CHALLENGE: Images excluded, repeat each entry below exactly.

Location identification entries:
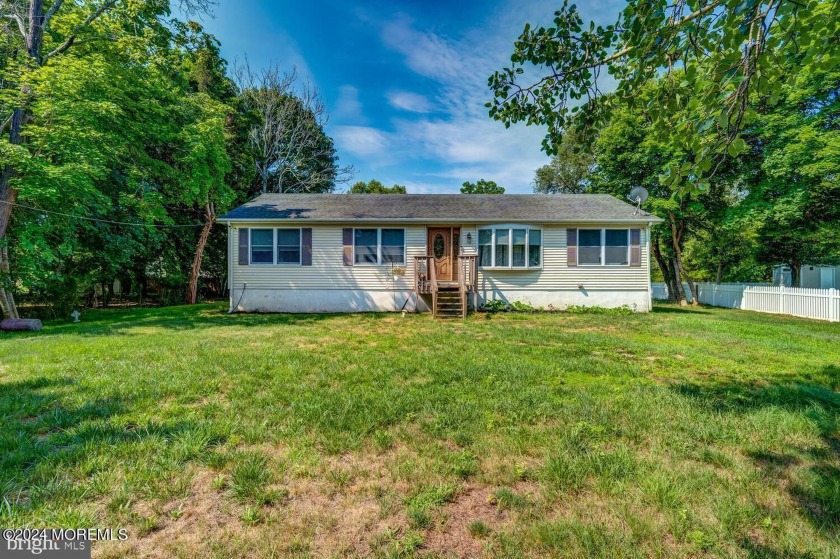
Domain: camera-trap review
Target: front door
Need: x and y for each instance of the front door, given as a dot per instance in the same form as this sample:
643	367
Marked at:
443	245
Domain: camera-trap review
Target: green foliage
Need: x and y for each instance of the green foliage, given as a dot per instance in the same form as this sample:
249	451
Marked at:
373	186
137	122
584	309
497	305
705	111
569	170
481	187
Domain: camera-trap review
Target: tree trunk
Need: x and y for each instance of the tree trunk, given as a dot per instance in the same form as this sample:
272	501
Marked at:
679	290
667	271
210	217
8	195
679	271
795	271
7	301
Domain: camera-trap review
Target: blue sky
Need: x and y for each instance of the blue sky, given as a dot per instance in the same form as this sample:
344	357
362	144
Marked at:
405	82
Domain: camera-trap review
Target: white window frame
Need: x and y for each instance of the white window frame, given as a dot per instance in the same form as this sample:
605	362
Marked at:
274	247
603	247
509	228
379	261
277	246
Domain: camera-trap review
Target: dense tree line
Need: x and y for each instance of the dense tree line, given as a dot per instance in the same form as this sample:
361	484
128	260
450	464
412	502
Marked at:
778	203
123	135
726	111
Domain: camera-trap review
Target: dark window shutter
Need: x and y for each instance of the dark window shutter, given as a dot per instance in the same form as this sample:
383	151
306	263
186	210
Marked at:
243	246
347	241
306	242
571	247
636	247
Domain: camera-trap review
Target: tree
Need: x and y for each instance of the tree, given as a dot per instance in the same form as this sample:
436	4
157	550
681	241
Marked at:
569	170
46	33
630	153
731	52
292	153
205	161
481	187
793	204
373	186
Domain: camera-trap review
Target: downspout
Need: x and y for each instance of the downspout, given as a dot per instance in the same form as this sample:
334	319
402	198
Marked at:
650	281
231	279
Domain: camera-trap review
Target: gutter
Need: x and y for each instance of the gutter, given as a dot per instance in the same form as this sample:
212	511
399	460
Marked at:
646	220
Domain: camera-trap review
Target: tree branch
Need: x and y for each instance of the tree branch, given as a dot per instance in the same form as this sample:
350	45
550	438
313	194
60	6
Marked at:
51	12
19	21
72	38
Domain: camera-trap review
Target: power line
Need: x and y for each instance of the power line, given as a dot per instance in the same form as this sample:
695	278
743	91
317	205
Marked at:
108	221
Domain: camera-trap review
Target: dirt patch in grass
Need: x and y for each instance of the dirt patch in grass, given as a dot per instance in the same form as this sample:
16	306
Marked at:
474	504
203	516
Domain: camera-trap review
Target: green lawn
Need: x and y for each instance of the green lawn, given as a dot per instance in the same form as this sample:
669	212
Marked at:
683	433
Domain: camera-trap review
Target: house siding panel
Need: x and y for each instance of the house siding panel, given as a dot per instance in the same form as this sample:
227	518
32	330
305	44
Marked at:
556	283
328	270
556	273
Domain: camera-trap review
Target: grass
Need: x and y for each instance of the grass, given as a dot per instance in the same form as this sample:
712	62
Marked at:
682	433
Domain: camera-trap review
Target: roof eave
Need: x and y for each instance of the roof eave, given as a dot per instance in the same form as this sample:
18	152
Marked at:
643	219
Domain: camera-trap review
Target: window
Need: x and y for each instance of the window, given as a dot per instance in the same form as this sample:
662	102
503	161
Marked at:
534	248
276	246
379	246
616	247
262	246
393	246
288	246
589	247
609	247
509	247
366	246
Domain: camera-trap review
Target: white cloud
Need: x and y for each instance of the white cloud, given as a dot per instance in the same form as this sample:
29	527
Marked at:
426	53
460	137
348	107
361	140
408	101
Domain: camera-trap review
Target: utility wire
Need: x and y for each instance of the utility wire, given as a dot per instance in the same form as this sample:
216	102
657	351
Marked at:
34	209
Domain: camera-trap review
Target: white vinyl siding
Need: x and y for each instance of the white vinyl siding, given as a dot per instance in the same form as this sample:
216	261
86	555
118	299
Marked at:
329	272
555	274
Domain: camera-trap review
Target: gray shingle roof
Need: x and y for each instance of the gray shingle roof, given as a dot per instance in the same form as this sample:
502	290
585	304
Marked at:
462	208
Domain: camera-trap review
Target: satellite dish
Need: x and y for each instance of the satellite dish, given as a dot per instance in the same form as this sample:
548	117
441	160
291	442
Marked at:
638	196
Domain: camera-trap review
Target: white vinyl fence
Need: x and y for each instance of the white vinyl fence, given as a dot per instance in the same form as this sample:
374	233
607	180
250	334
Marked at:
819	304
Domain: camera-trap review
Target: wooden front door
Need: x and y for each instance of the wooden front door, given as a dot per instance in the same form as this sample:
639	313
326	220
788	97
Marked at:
443	245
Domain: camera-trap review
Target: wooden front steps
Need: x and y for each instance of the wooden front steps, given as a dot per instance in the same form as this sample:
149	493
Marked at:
450	303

RESULT:
Domain: camera-trap review
Target: front door
Need: x and y for each instance of the front door, given as a dot per instance in the same form as this sample:
643	367
Marked at:
443	245
Domain: camera-trap review
Target: green foliage
Need: x and y for each instance of the green foliage, given as a dot per instance in the same form as this sample:
249	451
Marked at:
373	186
137	122
584	309
497	305
705	111
569	170
481	187
Domain: camera-trap review
Target: tree trunk
Need: x and y for each instance of the tree trunk, given as a dot per instance in the same form as this sample:
272	501
Marked at:
679	290
667	271
210	217
8	195
679	271
795	271
7	301
Domain: camera-trap review
Target: blue sky
Need: x and y for each instance of the blue sky, given as a dot per instance in the same form as this sample:
344	357
362	144
Marked at:
405	82
Domain: camera-trap review
Target: white window frame
Need: x and y for each instance of the white window frame, given as a dot per instance in the same form as this sample:
605	362
Marked at:
274	247
603	247
509	228
379	261
277	246
Domain: camera-trap review
Target: dense tree line
Need: x and y for each instance of the dense tree line, given as a dot per instance in the same form as this sample:
361	484
128	260
450	464
412	502
Marked at:
778	203
123	135
726	111
Domain: camera-trap review
Target: dark window shutter
Need: x and y for each instance of the dark window shutter, given as a dot per instance in the same form as this sample:
383	151
306	263
186	210
Marked at:
243	246
347	241
306	242
571	247
636	247
Domain: camera-trap review
Target: tree
Need: x and y for each instance of the tree, given as a dot per instance in the same form as this sample:
436	4
157	550
681	241
Marked at:
569	170
46	33
630	153
731	52
292	153
205	161
481	187
793	204
373	186
Domain: camera-trap review
Target: downspout
Need: x and y for each instance of the downspout, given as a dot per instance in the same form as this sample:
334	319
402	198
Marked at:
650	281
231	279
Domain: camera-trap review
Target: gutter
Need: x and y for each instance of the gutter, given as a dot per instance in the same form as this sample:
212	511
399	460
Marked at:
646	220
Domain: camera-trap review
Target: tree branch
Need: x and y for each instance of the tree branch, given as a dot per instance in the same form as this sample:
350	45
550	438
313	194
60	6
Marked at:
51	12
19	21
72	38
Domain: camera-trap review
Target: power line
Need: x and y for each instance of the power line, given as a dot per instance in the same form as this sample:
695	278
743	91
317	205
Marked at:
108	221
Domain: camera-trap review
Target: dirt patch in grass
Need: x and y for each instance of the dirt patch in grass, given as a dot per instance in the same form as this sample:
16	306
Marked at:
474	504
203	516
Domain: camera-trap review
Target: green lawn
Need: x and y for each instance of the green lawn, given as a dot per instance in the same form as this sample:
669	212
Marked at:
683	433
Domain: camera-trap review
Target: house siding panel
Need: x and y for each instance of the house siding panel, given as a dot per instance in the same form as this sample:
227	518
32	330
305	44
Marked at:
556	283
328	270
556	273
Domain: camera-trap review
Target: grass
Need: x and y for each instance of the grass, given as a dot per instance in the same form as this sample:
712	62
Marked at:
682	433
Domain: camera-trap review
Target: roof eave
Need: x and y for each instance of the roof eave, given as a dot per instance in the same form as this sample:
18	152
Marked at:
643	219
Domain: camera-trap review
Target: window
Need: x and y for each instance of the window, given as a dot per instance in the same form as this sample:
662	102
503	161
Marked at:
534	248
276	246
379	246
616	247
262	246
393	246
288	246
589	247
609	247
509	247
366	246
Domain: camera-trap review
Target: white cloud
Need: x and y for each instance of the white cloud, given as a dot per instance in the same form as this sample:
29	527
Marked at:
426	53
460	137
348	107
361	140
408	101
Domain: camera-trap review
Target: utility wire
Need: x and y for each instance of the utility wire, given as a dot per instance in the same form as this sample:
216	102
657	351
Marked at:
34	209
Domain: camera-trap review
Target: white vinyl siding
Need: x and y for each instance of the white vinyl siding, given as a dot per instance in the same form as this sample:
216	261
86	555
118	299
Marked at:
329	272
555	274
Domain: camera-trap review
Target: gray shingle roof
Need: x and y for each instance of the gray shingle roof, given as a dot per instance in the same form as this sample:
502	290
585	304
Marked at:
462	208
Domain: camera-trap review
Target: satellite dish
Need: x and y for each instance of the satellite dish, given as a dot per instance in the same form as this sample:
548	117
441	160
291	442
Marked at:
638	196
Domain: camera-trap review
Target: white vinyl fence
Need: x and y for each instance of the white vinyl fence, given as a dot per instance in the same form as this sample:
374	233
607	180
250	334
Marked at:
819	304
Domain: camera-trap review
Target: wooden front door
Need: x and y for each instance of the wooden front door, given as a dot per instance in the same form as this sample:
639	313
326	220
788	97
Marked at:
443	245
Domain: camera-trap review
Target: wooden front steps
Need: x and y for each instance of the wooden front steps, given as a dot per instance in the same form as this sample:
149	493
Marked at:
450	303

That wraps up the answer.